* Exercise directions
Below are records to be output exactly, every one of them.
· · · · · · ·
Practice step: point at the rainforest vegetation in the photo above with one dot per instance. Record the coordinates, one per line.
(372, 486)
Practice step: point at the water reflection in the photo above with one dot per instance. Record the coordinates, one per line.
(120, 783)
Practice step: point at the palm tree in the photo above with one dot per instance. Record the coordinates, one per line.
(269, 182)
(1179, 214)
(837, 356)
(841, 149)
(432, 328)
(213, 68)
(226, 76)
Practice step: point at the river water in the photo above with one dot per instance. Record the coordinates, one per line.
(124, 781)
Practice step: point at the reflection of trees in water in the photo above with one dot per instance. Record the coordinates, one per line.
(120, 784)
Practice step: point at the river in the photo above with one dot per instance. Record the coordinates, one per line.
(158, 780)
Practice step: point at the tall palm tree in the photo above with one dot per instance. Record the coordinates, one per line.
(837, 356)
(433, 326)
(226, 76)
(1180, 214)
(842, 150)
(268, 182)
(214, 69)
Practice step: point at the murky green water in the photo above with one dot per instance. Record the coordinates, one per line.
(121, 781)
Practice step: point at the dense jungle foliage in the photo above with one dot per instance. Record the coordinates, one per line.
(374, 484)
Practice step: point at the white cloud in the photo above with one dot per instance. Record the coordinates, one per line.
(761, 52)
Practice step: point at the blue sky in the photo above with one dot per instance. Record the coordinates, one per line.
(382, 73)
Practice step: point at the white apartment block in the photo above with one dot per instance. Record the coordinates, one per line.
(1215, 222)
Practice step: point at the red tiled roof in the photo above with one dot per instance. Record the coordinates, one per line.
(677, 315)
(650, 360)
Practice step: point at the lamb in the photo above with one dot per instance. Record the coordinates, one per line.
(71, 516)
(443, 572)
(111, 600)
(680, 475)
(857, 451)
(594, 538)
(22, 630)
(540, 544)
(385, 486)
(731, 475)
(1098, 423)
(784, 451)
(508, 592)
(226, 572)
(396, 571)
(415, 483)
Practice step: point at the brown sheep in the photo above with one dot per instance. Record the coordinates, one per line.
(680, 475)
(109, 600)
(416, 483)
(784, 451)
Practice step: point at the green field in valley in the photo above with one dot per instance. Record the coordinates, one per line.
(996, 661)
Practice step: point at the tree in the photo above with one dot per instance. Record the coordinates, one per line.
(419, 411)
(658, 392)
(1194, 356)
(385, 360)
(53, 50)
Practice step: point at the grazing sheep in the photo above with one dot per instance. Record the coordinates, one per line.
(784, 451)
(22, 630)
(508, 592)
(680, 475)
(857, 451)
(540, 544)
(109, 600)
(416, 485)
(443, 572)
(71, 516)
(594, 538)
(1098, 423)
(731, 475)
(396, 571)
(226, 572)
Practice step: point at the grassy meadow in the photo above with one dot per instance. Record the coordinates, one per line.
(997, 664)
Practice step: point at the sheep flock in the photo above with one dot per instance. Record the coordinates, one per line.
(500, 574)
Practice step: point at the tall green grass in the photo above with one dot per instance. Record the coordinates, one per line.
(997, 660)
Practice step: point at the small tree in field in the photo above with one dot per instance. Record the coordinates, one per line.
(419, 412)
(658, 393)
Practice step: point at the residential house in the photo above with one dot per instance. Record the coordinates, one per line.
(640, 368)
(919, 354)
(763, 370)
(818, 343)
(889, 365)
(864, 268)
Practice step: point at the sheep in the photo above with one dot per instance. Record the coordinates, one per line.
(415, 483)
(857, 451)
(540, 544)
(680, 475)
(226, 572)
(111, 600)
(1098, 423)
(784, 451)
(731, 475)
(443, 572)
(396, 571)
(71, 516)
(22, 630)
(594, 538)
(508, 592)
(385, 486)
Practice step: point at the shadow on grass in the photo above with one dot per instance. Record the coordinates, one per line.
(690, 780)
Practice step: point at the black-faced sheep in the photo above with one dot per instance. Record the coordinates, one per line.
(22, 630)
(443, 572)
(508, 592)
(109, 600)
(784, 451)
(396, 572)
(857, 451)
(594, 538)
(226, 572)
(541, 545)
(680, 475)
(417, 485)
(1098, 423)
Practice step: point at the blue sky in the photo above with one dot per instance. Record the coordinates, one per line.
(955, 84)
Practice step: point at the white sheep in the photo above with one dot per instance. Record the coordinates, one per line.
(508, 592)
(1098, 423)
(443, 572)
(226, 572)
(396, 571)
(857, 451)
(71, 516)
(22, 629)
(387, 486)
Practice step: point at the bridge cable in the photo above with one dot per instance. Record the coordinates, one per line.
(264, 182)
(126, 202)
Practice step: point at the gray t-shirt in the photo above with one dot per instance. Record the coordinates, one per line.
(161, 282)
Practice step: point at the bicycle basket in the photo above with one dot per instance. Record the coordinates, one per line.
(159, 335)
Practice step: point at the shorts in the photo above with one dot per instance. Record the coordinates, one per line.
· · · · · · ·
* Exercise answer
Practice step: point at the rainforest vegetation in the photo above with one dot per instance. Record the coordinates, one per line.
(372, 486)
Practice step: point at the water reflection in the photo above with one dot per instance. Record the coordinates, one per line.
(120, 783)
Practice step: point at the palm tree in the photo above with one dot per instance. Record the coordinates, one per line.
(269, 182)
(1179, 214)
(837, 356)
(841, 149)
(432, 328)
(213, 68)
(226, 76)
Practice step: point at the river water in the photo above with one dot per instance. Record the coordinates, one per line.
(124, 781)
Practice step: point at the reflection of trees in water in the photo above with one dot per instance. Record the coordinates, one per line.
(120, 784)
Practice step: point at the river in the photo above with one dot per instance. Record the coordinates, one per line.
(158, 780)
Practice step: point at the tall palm tree in the photo above with one dot per instance. Record the coordinates, one per line.
(837, 356)
(433, 326)
(226, 76)
(1180, 214)
(842, 150)
(268, 182)
(214, 69)
Practice step: point at the murky green water in the photo above with one dot per instance. Record the coordinates, one per line.
(121, 781)
Practice step: point at the dense jungle foliage in the photo above with one dot per instance. Record the coordinates, one per line.
(374, 484)
Practice step: point at the white cloud in the photo above with one dot per instance. Record the coordinates, one per line.
(761, 52)
Practice step: point at the blue sky in the photo above with one dot per instance. Record the coordinates, one per line.
(382, 73)
Practice step: point at the white apartment block in the photo above with one dot per instance. Record the coordinates, one per line.
(1215, 222)
Practice step: point at the red tiled roof in the photo above with one dot per instance. Record the coordinates, one per line.
(677, 315)
(650, 360)
Practice step: point at the lamb in the photo above with one dot per instance. Record the coordinates, one per line.
(71, 516)
(443, 572)
(111, 600)
(680, 475)
(857, 451)
(594, 538)
(22, 630)
(540, 544)
(385, 486)
(731, 475)
(1098, 423)
(784, 451)
(508, 592)
(226, 572)
(396, 571)
(415, 483)
Practice step: point at the brown sheep in the photo above with one dot per instance. Record the coordinates, one per line.
(680, 475)
(109, 600)
(416, 483)
(784, 451)
Practice step: point at the green field in valley in the photo above with one dot per instance. Record the coordinates, one per line.
(996, 661)
Practice step: point at the tree in the photo above with one dot per instance. Record the coordinates, one per line.
(419, 411)
(658, 392)
(1194, 356)
(385, 360)
(53, 50)
Practice step: point at the grazing sheep in the photo above with one dot per instance. Record the coordinates, one per line.
(784, 451)
(22, 630)
(508, 592)
(680, 475)
(857, 451)
(540, 544)
(109, 600)
(416, 485)
(443, 572)
(71, 516)
(594, 538)
(1098, 423)
(731, 475)
(396, 571)
(226, 572)
Practice step: point at the grassy meadow in the photo above with one dot per instance. Record the coordinates, one per line.
(997, 664)
Practice step: point at the sheep flock in the photo above with one dot per instance. Record the coordinates, one per line.
(500, 574)
Practice step: point at the tall green grass in the photo above with one dot per instance. Record the coordinates, one per line.
(997, 660)
Practice step: point at the small tree in field in the photo above with one dot per instance. Record the coordinates, one per line.
(419, 412)
(658, 393)
Practice step: point at the residential house in the photo above with one dot per instance. Record the coordinates, one per line.
(640, 368)
(919, 354)
(763, 370)
(818, 343)
(889, 365)
(864, 268)
Practice step: point at the sheep in the photo above with one dot per instance. Record the coordinates, one per line.
(415, 483)
(857, 451)
(540, 544)
(680, 475)
(226, 572)
(111, 600)
(1098, 423)
(784, 451)
(731, 475)
(443, 572)
(396, 571)
(71, 516)
(22, 630)
(594, 538)
(508, 592)
(385, 486)
Practice step: point at the shadow on grass in the photo above with one dot per instance. Record the coordinates, one per line.
(690, 780)
Practice step: point at the black-faced sheep in the photo above with one dot per instance. Record the coordinates, one per line.
(22, 630)
(443, 572)
(508, 592)
(109, 600)
(784, 451)
(396, 572)
(857, 451)
(594, 538)
(226, 572)
(541, 545)
(680, 475)
(417, 485)
(1098, 423)
Practice step: point at the blue sky in the photo above with one dot per instance. Record the coordinates, one per line.
(955, 84)
Practice step: point at the white sheep in the photo above with one dot per instance. Record the coordinates, one per line.
(508, 592)
(1098, 423)
(443, 572)
(226, 572)
(396, 571)
(857, 451)
(71, 516)
(22, 629)
(387, 486)
Practice step: point at the bridge cable in the photo above with one dot per instance. Record the coordinates, one per line.
(264, 182)
(126, 202)
Practice step: point at the gray t-shirt in the photo above with one dot per instance. Record the coordinates, one per line.
(161, 282)
Practice step: point at the bicycle basket in the photo above with one dot per instance. Record the coordinates, one per line.
(159, 335)
Practice step: point at the shorts in the photo above with one dot per instance. Record the coordinates, one per line.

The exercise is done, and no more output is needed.